Excerpted passage below:

Instruction recall degrades: "Models placed in the middle of long contexts lose track of instructions at a rate that makes mid-context policy placement unreliable for production systems." (Liu et al., Stanford NLP Group, "Lost in the Middle," ArXiv 2307.03172, 2023) The same research found accuracy dropped more than 20 percentage points when relevant information sat in the middle of a 20-document context versus the start or end. Anthropic's own testing on Claude 2.1 found that accuracy for information positioned in the middle of a long context dropped to 27% (Anthropic, model card research, 2024). A skill with 400 lines of catalog before its actual process steps places those steps in the middle of a long context, where recall is weakest.

In one commission, we moved a 380-line product lookup table from SKILL.md into a reference file. The skill's step-following accuracy went from 67% to 91% on the same test set, with no changes to the instructions themselves. The instructions hadn't changed. Their position in context had.
Updates are fragile: When the product catalog changes, updating SKILL.md means opening the skill logic file and finding the right block to modify. One wrong edit breaks the skill. Reference files are separate from skill logic: update the catalog file, the skill picks up the change automatically on next invocation.

What is the correct way to use reference files for domain knowledge?

The pattern is two steps: create a dedicated file for the domain knowledge, then add one instruction line in SKILL.md at the step that needs it. Nothing else is required. The reference file loads at the moment it is needed and stays out of context for every other step, keeping token overhead proportional to what the current invocation actually uses.

Create a reference file with the domain knowledge: Name it descriptively: product-catalog.md, brand-style-guide.md, api-schema.md. Place it in the skill folder alongside SKILL.md.

End of Excerpted passage.

* _Work to be completed_: Transcribe the passage on skill reference files word for word, from "What is the" up to and including "folder alongside SKILL.md.".

Recorded information below:

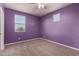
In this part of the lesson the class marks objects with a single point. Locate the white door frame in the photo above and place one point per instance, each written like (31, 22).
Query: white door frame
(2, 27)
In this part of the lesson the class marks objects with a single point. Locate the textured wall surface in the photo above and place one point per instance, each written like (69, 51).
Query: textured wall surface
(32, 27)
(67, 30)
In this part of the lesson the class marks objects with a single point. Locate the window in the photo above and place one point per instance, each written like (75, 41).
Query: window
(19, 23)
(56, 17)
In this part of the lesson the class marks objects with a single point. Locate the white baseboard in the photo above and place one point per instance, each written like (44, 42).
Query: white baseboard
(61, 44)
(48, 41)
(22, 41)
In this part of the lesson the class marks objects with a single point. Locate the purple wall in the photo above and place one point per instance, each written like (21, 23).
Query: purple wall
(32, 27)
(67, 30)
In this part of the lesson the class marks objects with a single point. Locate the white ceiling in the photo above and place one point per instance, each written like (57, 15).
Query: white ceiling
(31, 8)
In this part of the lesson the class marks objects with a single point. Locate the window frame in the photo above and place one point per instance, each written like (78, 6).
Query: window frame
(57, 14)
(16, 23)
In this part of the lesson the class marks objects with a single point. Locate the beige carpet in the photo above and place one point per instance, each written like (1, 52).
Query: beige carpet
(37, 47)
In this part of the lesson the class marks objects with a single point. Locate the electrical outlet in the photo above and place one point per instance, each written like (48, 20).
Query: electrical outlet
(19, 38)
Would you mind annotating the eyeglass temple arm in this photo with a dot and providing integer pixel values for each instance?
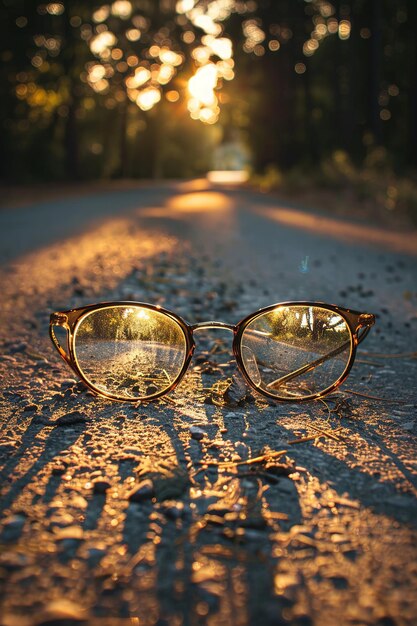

End of Recorded information.
Recorded information below:

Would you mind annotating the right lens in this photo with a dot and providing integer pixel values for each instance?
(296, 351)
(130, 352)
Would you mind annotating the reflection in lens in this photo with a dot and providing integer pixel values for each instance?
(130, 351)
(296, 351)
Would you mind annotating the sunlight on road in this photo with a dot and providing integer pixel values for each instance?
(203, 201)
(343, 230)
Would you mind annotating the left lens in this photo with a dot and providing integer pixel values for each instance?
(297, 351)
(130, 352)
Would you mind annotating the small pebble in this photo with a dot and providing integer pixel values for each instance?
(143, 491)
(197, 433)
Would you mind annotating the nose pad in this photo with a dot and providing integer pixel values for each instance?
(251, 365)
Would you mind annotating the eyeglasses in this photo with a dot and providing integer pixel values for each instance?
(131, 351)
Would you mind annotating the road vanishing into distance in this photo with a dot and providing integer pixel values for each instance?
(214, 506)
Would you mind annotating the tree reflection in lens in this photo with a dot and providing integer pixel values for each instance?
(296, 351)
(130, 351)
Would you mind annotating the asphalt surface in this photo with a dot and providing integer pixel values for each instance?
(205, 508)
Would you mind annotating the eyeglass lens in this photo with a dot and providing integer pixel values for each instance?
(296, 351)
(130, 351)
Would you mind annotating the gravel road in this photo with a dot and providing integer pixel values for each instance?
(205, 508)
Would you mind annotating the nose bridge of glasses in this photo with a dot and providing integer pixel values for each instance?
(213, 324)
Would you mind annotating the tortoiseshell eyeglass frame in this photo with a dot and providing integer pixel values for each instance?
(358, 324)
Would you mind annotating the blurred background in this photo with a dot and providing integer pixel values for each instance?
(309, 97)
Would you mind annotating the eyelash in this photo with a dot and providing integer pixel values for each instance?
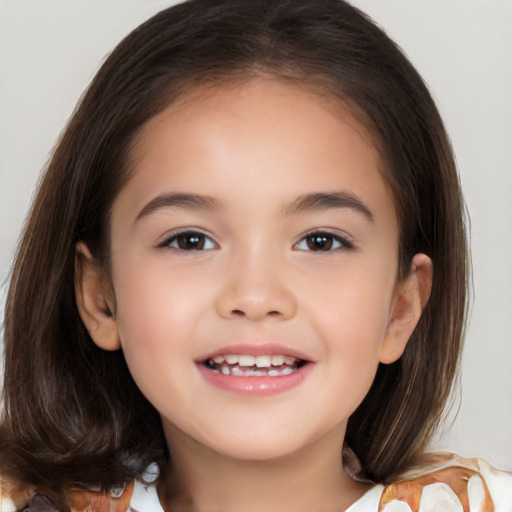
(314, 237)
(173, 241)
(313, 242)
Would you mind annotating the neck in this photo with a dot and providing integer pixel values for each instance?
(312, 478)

End of Recorded information.

* _Solved problem_:
What is the correct way to use reference files for domain knowledge?

The pattern is two steps: create a dedicated file for the domain knowledge, then add one instruction line in SKILL.md at the step that needs it. Nothing else is required. The reference file loads at the moment it is needed and stays out of context for every other step, keeping token overhead proportional to what the current invocation actually uses.

Create a reference file with the domain knowledge: Name it descriptively: product-catalog.md, brand-style-guide.md, api-schema.md. Place it in the skill folder alongside SKILL.md.